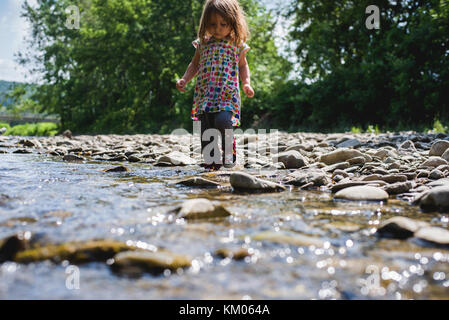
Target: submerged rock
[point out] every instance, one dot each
(362, 193)
(98, 250)
(437, 199)
(72, 158)
(246, 182)
(117, 169)
(202, 209)
(438, 148)
(292, 159)
(340, 155)
(400, 227)
(198, 182)
(295, 239)
(136, 262)
(175, 158)
(434, 235)
(238, 254)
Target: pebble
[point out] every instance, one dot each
(362, 193)
(400, 227)
(241, 181)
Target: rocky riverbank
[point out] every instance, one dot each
(408, 166)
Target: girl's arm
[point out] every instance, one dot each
(245, 76)
(191, 71)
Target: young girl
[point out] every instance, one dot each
(219, 60)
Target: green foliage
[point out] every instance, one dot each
(117, 73)
(396, 77)
(4, 125)
(33, 129)
(438, 127)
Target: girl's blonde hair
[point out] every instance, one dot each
(232, 13)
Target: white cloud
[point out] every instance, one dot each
(13, 30)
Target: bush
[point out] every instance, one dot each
(34, 129)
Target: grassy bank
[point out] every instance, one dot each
(31, 129)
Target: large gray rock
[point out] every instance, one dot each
(292, 159)
(400, 227)
(362, 193)
(437, 199)
(350, 143)
(246, 182)
(438, 148)
(445, 155)
(339, 155)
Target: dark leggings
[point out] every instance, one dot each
(222, 121)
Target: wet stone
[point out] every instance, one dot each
(117, 169)
(434, 235)
(198, 182)
(136, 262)
(398, 188)
(362, 193)
(339, 155)
(238, 254)
(72, 158)
(400, 227)
(438, 148)
(194, 209)
(241, 181)
(437, 199)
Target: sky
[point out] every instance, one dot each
(13, 29)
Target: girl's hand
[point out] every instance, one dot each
(181, 85)
(249, 91)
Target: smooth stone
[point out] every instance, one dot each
(175, 158)
(438, 148)
(291, 159)
(295, 239)
(400, 227)
(340, 165)
(356, 160)
(408, 145)
(439, 182)
(434, 162)
(117, 169)
(339, 155)
(434, 235)
(22, 151)
(362, 193)
(435, 199)
(346, 183)
(198, 182)
(146, 261)
(72, 158)
(244, 181)
(238, 254)
(350, 143)
(398, 187)
(436, 174)
(201, 209)
(299, 178)
(96, 250)
(445, 155)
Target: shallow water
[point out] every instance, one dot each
(352, 263)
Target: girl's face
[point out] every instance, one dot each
(218, 27)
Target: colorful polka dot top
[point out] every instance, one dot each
(217, 85)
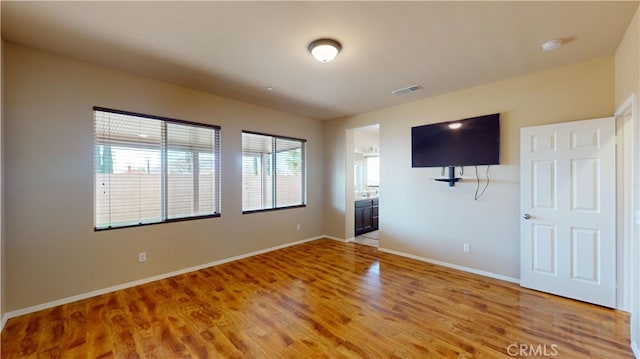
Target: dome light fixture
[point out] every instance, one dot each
(551, 45)
(324, 50)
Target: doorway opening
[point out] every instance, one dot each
(366, 185)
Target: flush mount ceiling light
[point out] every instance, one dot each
(551, 45)
(324, 50)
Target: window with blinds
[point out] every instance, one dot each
(273, 172)
(149, 169)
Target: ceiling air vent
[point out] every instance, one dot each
(409, 89)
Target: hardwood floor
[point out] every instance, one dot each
(322, 299)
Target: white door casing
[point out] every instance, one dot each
(568, 209)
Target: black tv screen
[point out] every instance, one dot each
(475, 141)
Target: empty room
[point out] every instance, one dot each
(320, 179)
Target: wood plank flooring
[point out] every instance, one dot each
(322, 299)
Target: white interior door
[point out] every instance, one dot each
(568, 193)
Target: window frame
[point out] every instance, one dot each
(165, 148)
(273, 167)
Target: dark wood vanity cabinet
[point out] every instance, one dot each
(366, 216)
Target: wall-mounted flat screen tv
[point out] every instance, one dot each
(469, 142)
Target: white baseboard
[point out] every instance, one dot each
(3, 321)
(55, 303)
(454, 266)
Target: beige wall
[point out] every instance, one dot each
(2, 256)
(627, 70)
(52, 249)
(429, 219)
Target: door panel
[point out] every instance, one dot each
(568, 204)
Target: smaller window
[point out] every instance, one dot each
(273, 172)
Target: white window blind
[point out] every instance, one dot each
(273, 172)
(150, 169)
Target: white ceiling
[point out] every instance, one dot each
(237, 49)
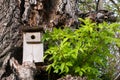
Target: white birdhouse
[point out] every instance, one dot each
(32, 47)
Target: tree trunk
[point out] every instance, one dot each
(18, 14)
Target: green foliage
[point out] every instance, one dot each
(82, 51)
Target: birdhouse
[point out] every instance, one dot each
(32, 45)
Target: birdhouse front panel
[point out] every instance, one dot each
(33, 37)
(32, 47)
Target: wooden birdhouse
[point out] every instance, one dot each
(32, 45)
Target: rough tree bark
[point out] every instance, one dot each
(18, 14)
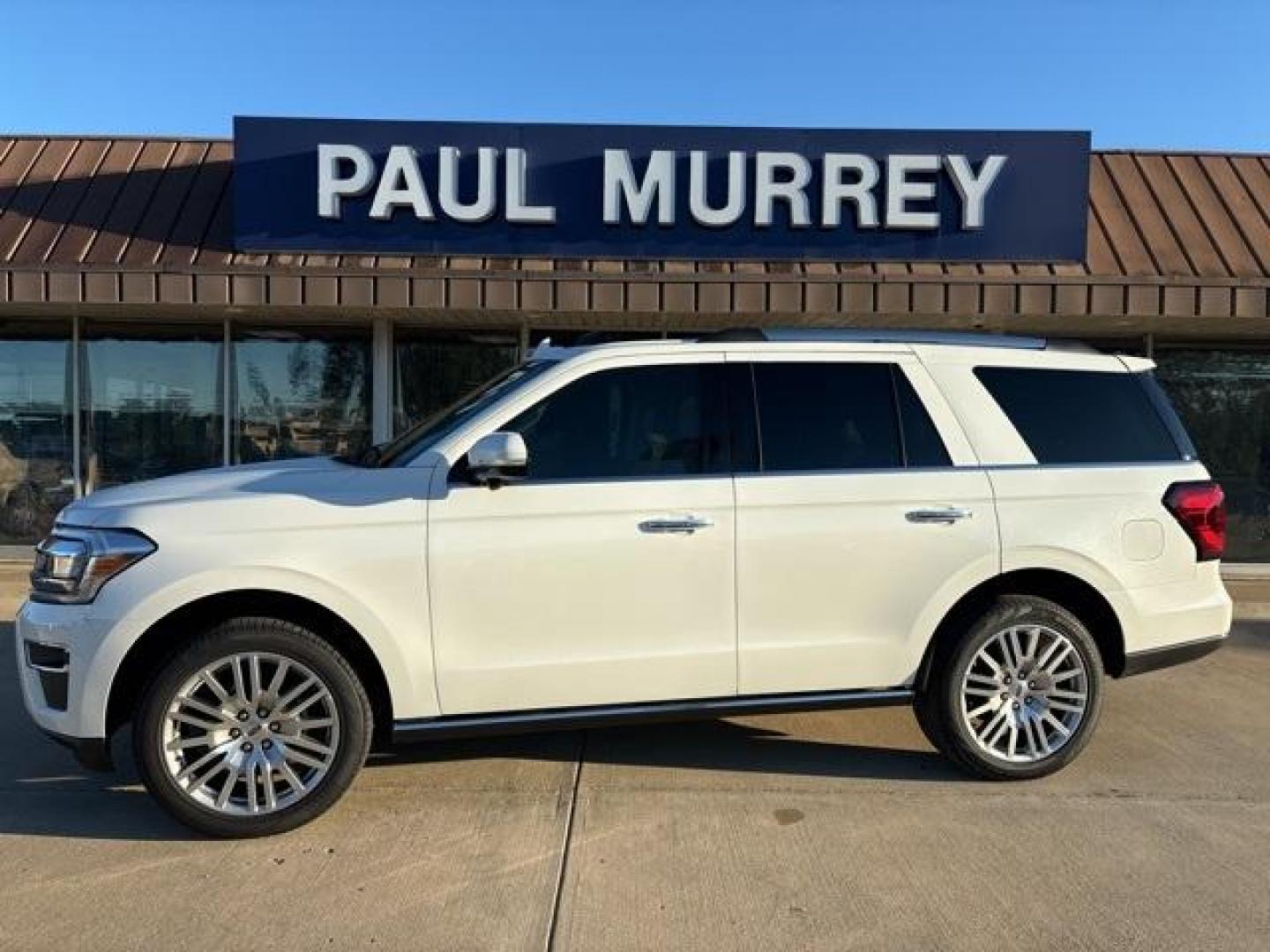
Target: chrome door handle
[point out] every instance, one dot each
(943, 516)
(686, 525)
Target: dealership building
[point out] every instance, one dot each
(165, 305)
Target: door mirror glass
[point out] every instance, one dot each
(498, 458)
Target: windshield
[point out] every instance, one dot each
(426, 433)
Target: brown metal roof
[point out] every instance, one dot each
(113, 221)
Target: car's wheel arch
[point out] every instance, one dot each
(167, 632)
(1077, 594)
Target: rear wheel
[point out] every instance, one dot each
(256, 727)
(1019, 695)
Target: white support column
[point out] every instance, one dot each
(77, 452)
(381, 380)
(227, 394)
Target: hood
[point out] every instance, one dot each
(285, 478)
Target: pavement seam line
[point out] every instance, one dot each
(563, 868)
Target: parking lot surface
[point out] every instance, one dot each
(810, 831)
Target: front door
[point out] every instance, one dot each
(608, 574)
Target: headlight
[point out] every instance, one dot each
(74, 564)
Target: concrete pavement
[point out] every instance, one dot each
(818, 830)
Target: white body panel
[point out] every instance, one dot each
(836, 587)
(549, 596)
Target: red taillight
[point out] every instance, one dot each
(1200, 508)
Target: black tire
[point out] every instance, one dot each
(253, 635)
(938, 706)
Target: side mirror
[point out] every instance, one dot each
(498, 458)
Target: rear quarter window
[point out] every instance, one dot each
(1082, 417)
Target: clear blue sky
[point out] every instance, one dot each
(1136, 72)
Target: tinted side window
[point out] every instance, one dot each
(1081, 417)
(629, 423)
(826, 417)
(923, 442)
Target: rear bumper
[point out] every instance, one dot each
(1156, 658)
(1180, 620)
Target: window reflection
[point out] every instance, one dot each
(1223, 398)
(36, 478)
(433, 369)
(153, 403)
(302, 394)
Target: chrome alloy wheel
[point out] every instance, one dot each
(250, 734)
(1025, 693)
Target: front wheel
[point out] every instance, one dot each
(256, 727)
(1019, 695)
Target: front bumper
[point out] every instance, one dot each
(65, 675)
(92, 753)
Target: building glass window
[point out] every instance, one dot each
(435, 369)
(1223, 398)
(153, 403)
(302, 392)
(36, 469)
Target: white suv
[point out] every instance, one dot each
(983, 527)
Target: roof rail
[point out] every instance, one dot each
(868, 335)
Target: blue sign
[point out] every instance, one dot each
(658, 190)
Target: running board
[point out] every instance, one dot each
(643, 712)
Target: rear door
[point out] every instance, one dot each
(856, 525)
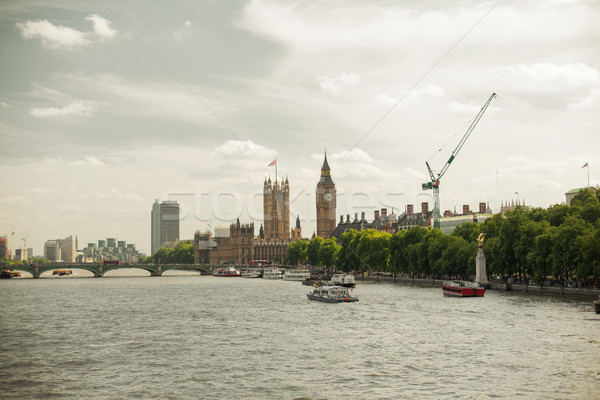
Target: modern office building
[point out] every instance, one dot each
(3, 247)
(164, 224)
(124, 252)
(52, 250)
(68, 249)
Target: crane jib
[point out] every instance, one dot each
(435, 181)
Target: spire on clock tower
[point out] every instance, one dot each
(326, 202)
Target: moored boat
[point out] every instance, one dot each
(462, 289)
(62, 272)
(333, 294)
(272, 273)
(296, 274)
(251, 274)
(227, 272)
(346, 280)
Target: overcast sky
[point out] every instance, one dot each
(106, 106)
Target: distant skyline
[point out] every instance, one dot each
(107, 106)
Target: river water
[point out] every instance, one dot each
(201, 337)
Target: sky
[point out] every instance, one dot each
(106, 106)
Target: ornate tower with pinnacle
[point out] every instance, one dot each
(326, 202)
(276, 203)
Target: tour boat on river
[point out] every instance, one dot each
(462, 289)
(272, 273)
(333, 294)
(229, 272)
(346, 280)
(296, 274)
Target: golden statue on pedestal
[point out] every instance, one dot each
(480, 239)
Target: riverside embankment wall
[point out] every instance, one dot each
(533, 289)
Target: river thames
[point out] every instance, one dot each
(200, 337)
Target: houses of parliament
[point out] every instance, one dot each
(241, 246)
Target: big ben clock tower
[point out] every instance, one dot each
(326, 200)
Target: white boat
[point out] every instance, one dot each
(272, 273)
(251, 274)
(333, 294)
(229, 272)
(346, 280)
(462, 289)
(296, 274)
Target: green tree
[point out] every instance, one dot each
(296, 252)
(327, 252)
(566, 253)
(374, 249)
(183, 253)
(347, 259)
(469, 231)
(312, 252)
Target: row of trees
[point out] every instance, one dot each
(183, 253)
(561, 241)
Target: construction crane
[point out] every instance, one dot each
(435, 180)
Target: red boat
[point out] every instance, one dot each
(462, 289)
(227, 272)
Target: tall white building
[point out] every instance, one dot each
(52, 250)
(68, 249)
(164, 224)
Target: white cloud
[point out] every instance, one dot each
(185, 30)
(62, 37)
(246, 149)
(336, 84)
(102, 27)
(18, 199)
(586, 101)
(76, 108)
(53, 36)
(114, 194)
(568, 75)
(88, 160)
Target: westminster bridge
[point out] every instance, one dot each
(99, 269)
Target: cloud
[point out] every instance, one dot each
(185, 30)
(53, 36)
(114, 194)
(242, 149)
(569, 76)
(75, 108)
(88, 160)
(62, 37)
(18, 199)
(102, 27)
(336, 84)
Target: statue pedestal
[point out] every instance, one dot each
(480, 269)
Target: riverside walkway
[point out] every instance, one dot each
(99, 269)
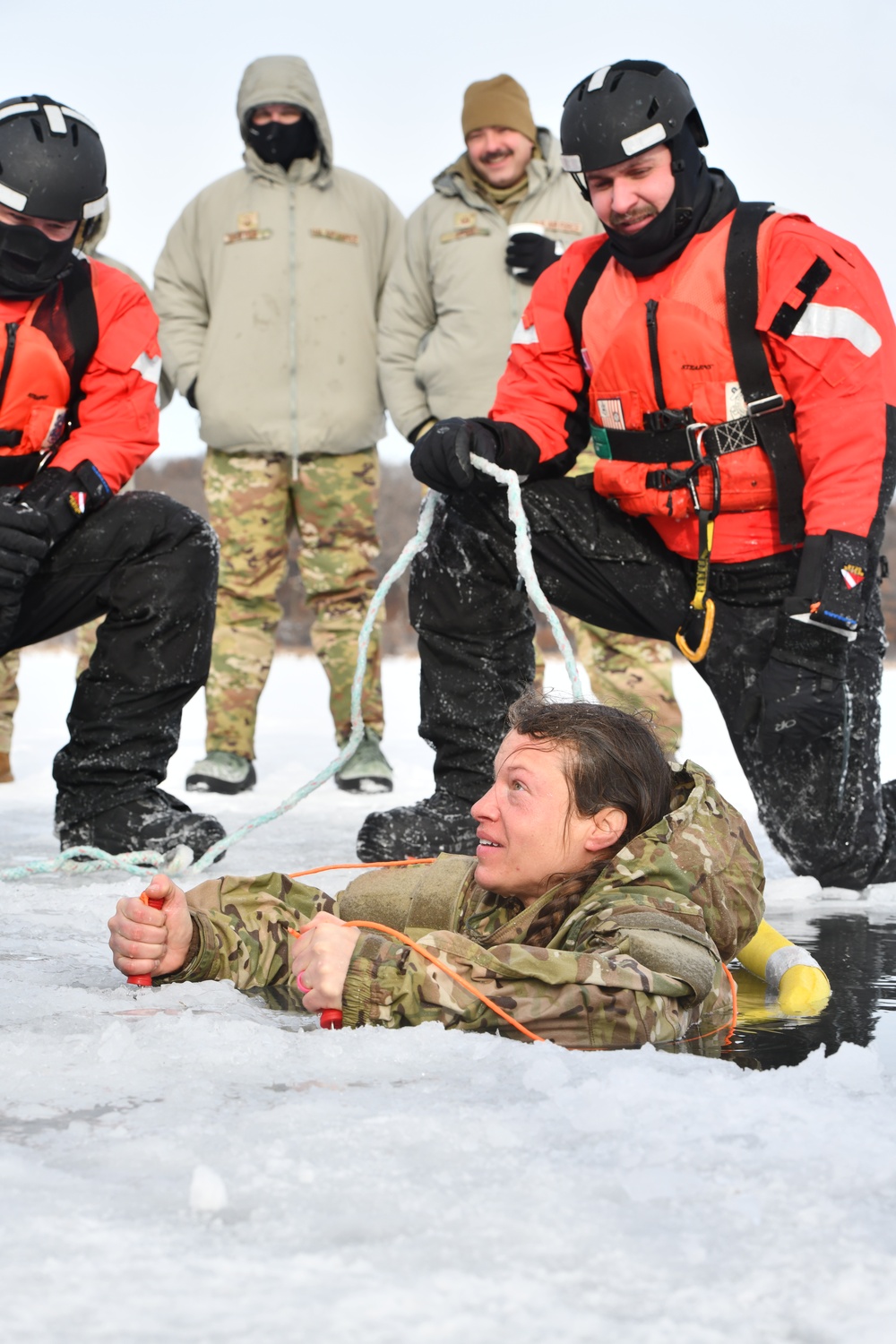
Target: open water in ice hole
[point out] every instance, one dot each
(858, 957)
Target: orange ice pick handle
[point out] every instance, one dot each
(156, 902)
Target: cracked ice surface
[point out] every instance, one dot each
(185, 1164)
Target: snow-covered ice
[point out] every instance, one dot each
(185, 1164)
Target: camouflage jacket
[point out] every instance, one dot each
(638, 960)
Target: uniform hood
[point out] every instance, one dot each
(284, 80)
(450, 180)
(97, 237)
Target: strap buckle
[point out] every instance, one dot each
(694, 433)
(766, 405)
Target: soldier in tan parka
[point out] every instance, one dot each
(450, 308)
(605, 898)
(268, 292)
(86, 639)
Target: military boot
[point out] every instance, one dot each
(441, 823)
(153, 822)
(367, 771)
(220, 771)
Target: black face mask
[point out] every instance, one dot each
(30, 263)
(700, 199)
(277, 142)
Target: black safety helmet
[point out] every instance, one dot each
(51, 161)
(619, 112)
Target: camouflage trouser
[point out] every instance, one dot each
(10, 672)
(8, 696)
(253, 500)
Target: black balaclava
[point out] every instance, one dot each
(277, 142)
(702, 198)
(30, 263)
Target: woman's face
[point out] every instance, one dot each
(525, 833)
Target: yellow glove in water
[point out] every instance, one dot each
(799, 983)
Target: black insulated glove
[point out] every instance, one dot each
(441, 457)
(24, 540)
(801, 694)
(530, 254)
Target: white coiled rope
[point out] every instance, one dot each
(86, 859)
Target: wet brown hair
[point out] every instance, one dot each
(610, 760)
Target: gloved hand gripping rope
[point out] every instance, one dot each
(148, 860)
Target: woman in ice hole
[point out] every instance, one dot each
(606, 892)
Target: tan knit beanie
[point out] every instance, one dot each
(497, 102)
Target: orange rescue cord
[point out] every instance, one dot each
(332, 1018)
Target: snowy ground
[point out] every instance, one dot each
(185, 1164)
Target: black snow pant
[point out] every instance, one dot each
(821, 803)
(150, 566)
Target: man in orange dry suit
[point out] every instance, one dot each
(80, 367)
(735, 370)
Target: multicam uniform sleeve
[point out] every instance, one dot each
(573, 999)
(182, 300)
(241, 929)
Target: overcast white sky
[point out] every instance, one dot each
(797, 97)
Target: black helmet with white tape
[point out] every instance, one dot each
(624, 109)
(51, 161)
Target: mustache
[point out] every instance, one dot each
(633, 217)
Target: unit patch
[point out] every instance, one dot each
(247, 228)
(610, 410)
(735, 403)
(468, 231)
(336, 237)
(560, 226)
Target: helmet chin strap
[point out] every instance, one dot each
(668, 234)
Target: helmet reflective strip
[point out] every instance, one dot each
(18, 109)
(524, 335)
(597, 78)
(94, 207)
(56, 118)
(642, 140)
(13, 199)
(75, 116)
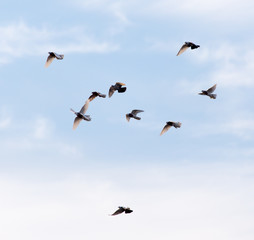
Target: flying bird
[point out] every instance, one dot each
(185, 46)
(169, 125)
(117, 87)
(96, 94)
(121, 210)
(209, 92)
(52, 56)
(80, 115)
(133, 114)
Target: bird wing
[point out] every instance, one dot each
(85, 107)
(135, 111)
(177, 124)
(92, 97)
(128, 117)
(165, 129)
(59, 56)
(77, 120)
(49, 60)
(121, 84)
(122, 89)
(210, 90)
(182, 49)
(128, 210)
(102, 95)
(111, 91)
(119, 211)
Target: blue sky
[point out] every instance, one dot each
(195, 182)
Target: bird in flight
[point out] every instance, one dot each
(133, 114)
(209, 92)
(96, 94)
(80, 115)
(52, 56)
(117, 87)
(185, 46)
(169, 125)
(121, 210)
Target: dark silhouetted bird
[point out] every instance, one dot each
(96, 94)
(209, 92)
(185, 46)
(169, 125)
(133, 114)
(121, 210)
(117, 87)
(80, 115)
(52, 56)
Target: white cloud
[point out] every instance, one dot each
(195, 202)
(20, 39)
(206, 11)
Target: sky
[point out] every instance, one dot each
(195, 182)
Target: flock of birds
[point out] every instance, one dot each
(120, 87)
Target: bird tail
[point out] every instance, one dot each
(213, 96)
(122, 89)
(137, 118)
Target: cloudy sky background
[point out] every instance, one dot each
(196, 182)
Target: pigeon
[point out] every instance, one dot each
(96, 94)
(52, 56)
(121, 210)
(209, 92)
(118, 87)
(169, 125)
(185, 46)
(133, 114)
(80, 115)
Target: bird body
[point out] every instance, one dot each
(80, 116)
(169, 125)
(209, 92)
(187, 45)
(133, 114)
(117, 87)
(121, 210)
(96, 94)
(52, 56)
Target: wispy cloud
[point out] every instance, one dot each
(201, 199)
(19, 39)
(209, 11)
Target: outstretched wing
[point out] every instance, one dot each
(77, 120)
(85, 107)
(165, 129)
(119, 211)
(135, 111)
(122, 89)
(210, 90)
(59, 56)
(182, 49)
(121, 84)
(128, 210)
(49, 60)
(111, 91)
(93, 96)
(128, 117)
(177, 124)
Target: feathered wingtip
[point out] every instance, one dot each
(213, 96)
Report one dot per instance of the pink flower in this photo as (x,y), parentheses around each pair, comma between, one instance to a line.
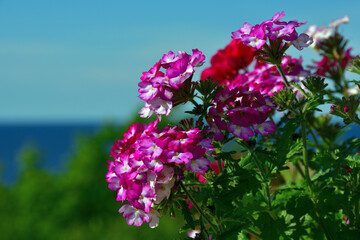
(302,41)
(144,167)
(133,215)
(257,36)
(241,132)
(156,87)
(264,128)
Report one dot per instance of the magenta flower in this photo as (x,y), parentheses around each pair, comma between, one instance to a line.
(143,170)
(264,128)
(133,215)
(156,87)
(302,41)
(240,132)
(257,36)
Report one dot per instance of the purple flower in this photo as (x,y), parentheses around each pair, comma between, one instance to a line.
(240,132)
(133,215)
(302,41)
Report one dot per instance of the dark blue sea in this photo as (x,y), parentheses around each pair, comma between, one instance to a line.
(54,142)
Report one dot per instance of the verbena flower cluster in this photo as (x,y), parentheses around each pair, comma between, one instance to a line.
(146,163)
(241,112)
(227,62)
(266,79)
(156,87)
(273,29)
(155,170)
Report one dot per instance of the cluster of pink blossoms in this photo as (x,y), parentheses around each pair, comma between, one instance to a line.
(241,112)
(156,87)
(256,36)
(266,79)
(144,168)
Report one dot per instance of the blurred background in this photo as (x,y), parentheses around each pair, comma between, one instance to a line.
(68,89)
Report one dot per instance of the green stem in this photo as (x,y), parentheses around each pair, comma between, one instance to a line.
(264,178)
(357,213)
(305,159)
(252,232)
(308,180)
(197,207)
(282,75)
(356,121)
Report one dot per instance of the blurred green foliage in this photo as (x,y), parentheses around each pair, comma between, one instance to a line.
(75,204)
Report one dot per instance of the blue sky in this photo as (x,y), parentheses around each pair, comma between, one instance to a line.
(80,61)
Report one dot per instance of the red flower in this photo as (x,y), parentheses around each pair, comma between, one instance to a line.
(227,62)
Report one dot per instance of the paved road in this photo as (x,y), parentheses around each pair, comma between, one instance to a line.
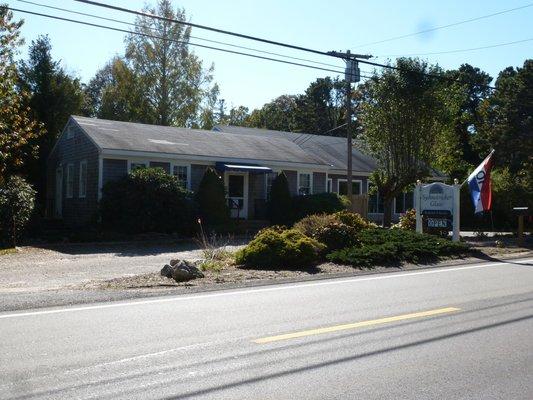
(457,333)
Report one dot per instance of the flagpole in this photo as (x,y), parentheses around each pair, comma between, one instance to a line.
(492,151)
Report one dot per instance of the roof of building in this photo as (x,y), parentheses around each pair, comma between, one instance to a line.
(117,135)
(331,149)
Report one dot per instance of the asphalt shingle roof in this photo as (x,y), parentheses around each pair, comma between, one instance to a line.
(331,149)
(116,135)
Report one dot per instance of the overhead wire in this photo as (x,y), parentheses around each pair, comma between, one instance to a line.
(458,51)
(191,36)
(173,40)
(255,38)
(445,26)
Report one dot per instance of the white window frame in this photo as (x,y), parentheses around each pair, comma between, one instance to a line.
(130,162)
(69,191)
(329,185)
(80,180)
(188,166)
(298,181)
(353,180)
(276,173)
(70,132)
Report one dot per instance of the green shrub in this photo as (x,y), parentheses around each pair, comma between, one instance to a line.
(272,248)
(212,204)
(279,206)
(354,220)
(337,236)
(147,200)
(391,246)
(407,221)
(311,224)
(17,200)
(328,203)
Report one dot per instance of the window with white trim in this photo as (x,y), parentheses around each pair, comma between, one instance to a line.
(403,202)
(70,181)
(70,132)
(343,187)
(304,184)
(181,172)
(270,176)
(137,165)
(375,202)
(82,187)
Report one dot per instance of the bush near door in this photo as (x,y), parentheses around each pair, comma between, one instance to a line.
(147,200)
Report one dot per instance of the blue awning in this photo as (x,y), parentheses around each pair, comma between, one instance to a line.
(256,169)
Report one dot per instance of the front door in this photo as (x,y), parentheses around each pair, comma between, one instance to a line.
(59,193)
(237,185)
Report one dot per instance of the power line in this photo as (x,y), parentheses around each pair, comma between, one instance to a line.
(459,51)
(193,37)
(172,40)
(445,26)
(205,27)
(171,20)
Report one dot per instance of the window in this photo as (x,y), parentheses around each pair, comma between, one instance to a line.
(343,187)
(403,202)
(83,179)
(70,181)
(375,203)
(136,165)
(270,176)
(181,172)
(304,184)
(70,132)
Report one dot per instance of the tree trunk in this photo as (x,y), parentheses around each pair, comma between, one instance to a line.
(387,212)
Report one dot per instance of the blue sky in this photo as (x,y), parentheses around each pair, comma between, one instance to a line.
(322,25)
..........
Task objective: Your answer should be a single number: the count of lines above that contain the word "pedestal".

Response to the exercise: 2